## [Your task]
Reproduce the lines from the one containing "The function MUST provide one marker per instance of the lamp" through the end of the records, requests included. Rescale only the answer coordinates by multiplying them by 0.3 and rounding to whole numbers (halves round up), and omit the pictures.

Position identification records
- - - - -

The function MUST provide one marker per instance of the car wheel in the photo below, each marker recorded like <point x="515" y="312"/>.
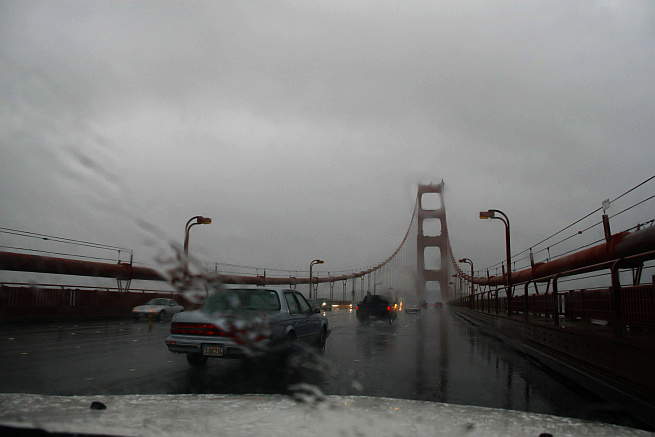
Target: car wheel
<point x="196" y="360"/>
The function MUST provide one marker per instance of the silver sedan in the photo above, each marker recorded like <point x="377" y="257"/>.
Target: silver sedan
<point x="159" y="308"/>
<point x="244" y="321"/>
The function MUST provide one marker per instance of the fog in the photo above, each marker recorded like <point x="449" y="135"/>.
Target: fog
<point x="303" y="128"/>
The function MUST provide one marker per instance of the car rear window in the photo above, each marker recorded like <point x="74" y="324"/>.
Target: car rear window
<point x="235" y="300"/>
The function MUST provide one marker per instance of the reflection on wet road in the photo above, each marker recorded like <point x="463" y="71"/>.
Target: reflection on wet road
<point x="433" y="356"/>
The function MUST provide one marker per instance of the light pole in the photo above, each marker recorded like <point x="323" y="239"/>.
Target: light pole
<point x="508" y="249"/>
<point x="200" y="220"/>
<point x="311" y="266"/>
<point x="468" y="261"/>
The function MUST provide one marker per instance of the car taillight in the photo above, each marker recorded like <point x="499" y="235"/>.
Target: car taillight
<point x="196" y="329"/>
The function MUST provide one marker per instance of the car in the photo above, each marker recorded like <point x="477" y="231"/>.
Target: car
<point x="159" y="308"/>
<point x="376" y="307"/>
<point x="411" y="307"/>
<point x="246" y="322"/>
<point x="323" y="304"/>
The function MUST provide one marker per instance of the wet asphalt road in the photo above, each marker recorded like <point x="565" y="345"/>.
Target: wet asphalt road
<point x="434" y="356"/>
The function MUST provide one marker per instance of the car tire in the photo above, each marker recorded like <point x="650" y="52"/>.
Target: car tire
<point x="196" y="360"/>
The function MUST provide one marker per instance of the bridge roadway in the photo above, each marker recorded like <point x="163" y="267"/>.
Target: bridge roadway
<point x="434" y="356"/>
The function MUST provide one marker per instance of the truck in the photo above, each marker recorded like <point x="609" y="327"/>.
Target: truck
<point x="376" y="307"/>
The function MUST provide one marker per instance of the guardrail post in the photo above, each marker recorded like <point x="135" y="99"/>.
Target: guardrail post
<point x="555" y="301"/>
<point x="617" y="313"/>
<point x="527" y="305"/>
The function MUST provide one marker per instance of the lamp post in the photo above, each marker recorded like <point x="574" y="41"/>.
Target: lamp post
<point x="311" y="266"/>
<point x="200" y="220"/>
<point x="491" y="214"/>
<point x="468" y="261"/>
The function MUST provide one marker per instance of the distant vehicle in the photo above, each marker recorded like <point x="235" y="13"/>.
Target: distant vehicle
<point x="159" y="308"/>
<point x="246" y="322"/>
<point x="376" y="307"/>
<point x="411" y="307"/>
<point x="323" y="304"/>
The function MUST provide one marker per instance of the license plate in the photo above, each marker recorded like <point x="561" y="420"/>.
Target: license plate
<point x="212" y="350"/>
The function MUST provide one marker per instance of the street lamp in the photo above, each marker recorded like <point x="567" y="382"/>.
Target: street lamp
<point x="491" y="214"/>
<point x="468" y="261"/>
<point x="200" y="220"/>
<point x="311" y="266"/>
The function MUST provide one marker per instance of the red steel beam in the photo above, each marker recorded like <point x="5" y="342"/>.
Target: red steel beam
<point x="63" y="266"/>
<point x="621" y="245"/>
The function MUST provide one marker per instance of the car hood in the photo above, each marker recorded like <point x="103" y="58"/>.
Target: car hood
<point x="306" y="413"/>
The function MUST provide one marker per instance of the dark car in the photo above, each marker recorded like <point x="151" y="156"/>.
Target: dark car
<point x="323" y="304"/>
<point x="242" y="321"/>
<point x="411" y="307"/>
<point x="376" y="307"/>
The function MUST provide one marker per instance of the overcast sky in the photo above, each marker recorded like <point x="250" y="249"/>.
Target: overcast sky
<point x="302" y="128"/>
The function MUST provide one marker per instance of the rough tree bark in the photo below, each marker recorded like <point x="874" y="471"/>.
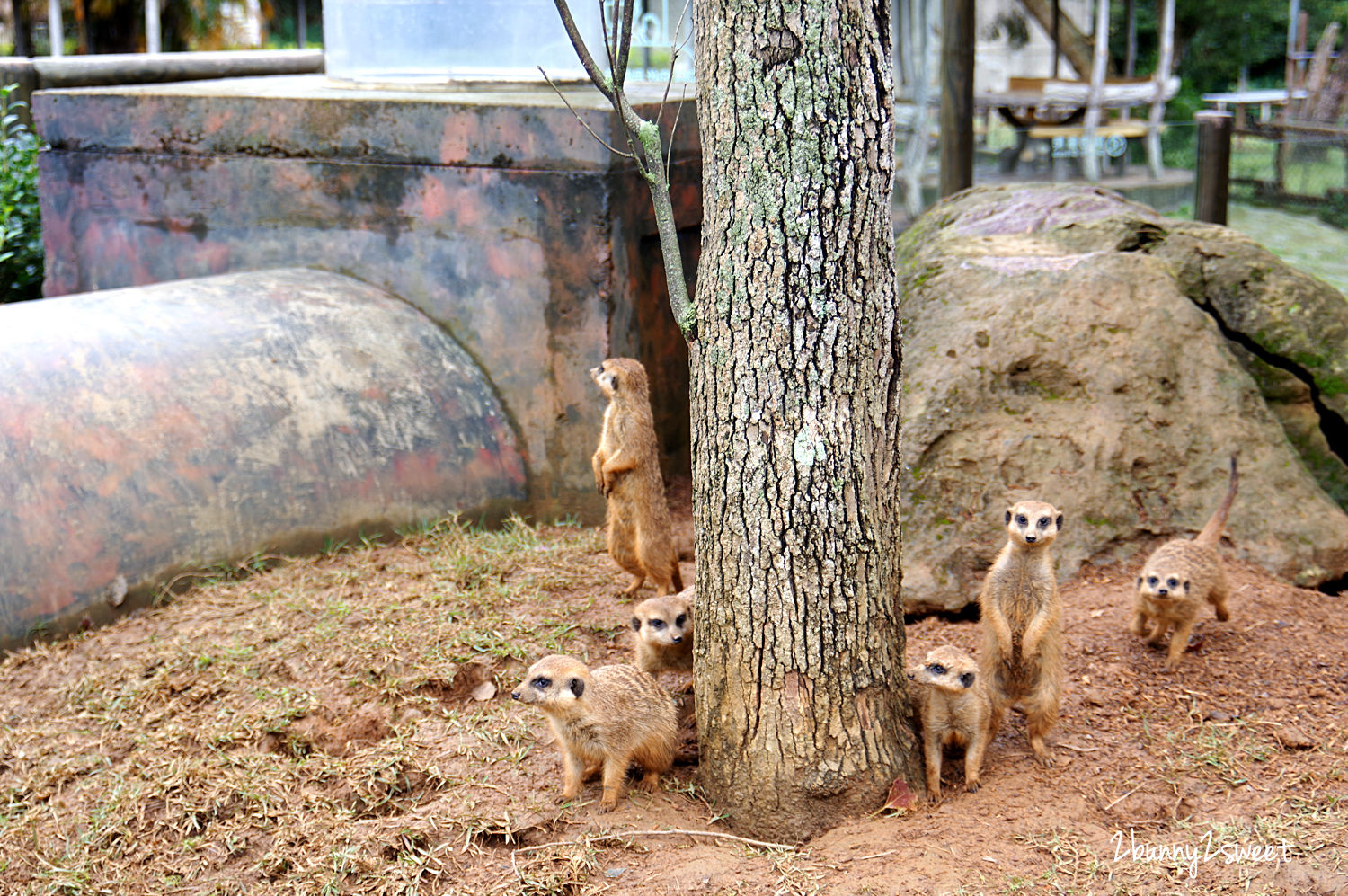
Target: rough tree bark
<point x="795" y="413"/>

- - - - -

## [Task result]
The function MUST provide one marker per instance of the lamp post in the photo above, each marker recorded like <point x="574" y="41"/>.
Target: lamp post
<point x="93" y="80"/>
<point x="60" y="66"/>
<point x="147" y="64"/>
<point x="140" y="78"/>
The function MUST provide one marker per instance of the distant vehicle in the photo above, each marker recorded like <point x="235" y="13"/>.
Target: distant vehicle
<point x="48" y="92"/>
<point x="74" y="97"/>
<point x="113" y="92"/>
<point x="123" y="92"/>
<point x="97" y="91"/>
The function MUST provide one marker per instance of the license plate in the photo above, each marker recorded like <point x="561" y="420"/>.
Target: license plate
<point x="64" y="105"/>
The function MUST provide one marker per instance of the street lamp in the photo above, each marker recorded like <point x="567" y="382"/>.
Target: street lamp
<point x="147" y="64"/>
<point x="140" y="78"/>
<point x="60" y="66"/>
<point x="93" y="80"/>
The function MUST provide one marker per instance of the red steel beam in the photo above, each marker recorded like <point x="5" y="342"/>.
Target: red steel beam
<point x="19" y="80"/>
<point x="186" y="74"/>
The function MUST provide one marker per instance of the car hood in the photo above, each marker recorded like <point x="103" y="58"/>.
Target: car hood
<point x="92" y="124"/>
The function MUST provide one marker per instance of the dark car in the photo above, each marker recorded like <point x="151" y="156"/>.
Target: dark car
<point x="97" y="91"/>
<point x="73" y="96"/>
<point x="123" y="92"/>
<point x="113" y="92"/>
The function MUST provide one marker per instance of the overcast sky in the photo above, each marker recorded like <point x="250" y="249"/>.
Target: overcast sky
<point x="91" y="38"/>
The function MUST provide one marker per instance of the rough tree bark in the photo below, each marker recorded like <point x="874" y="471"/>.
Target: rough tree bark
<point x="239" y="124"/>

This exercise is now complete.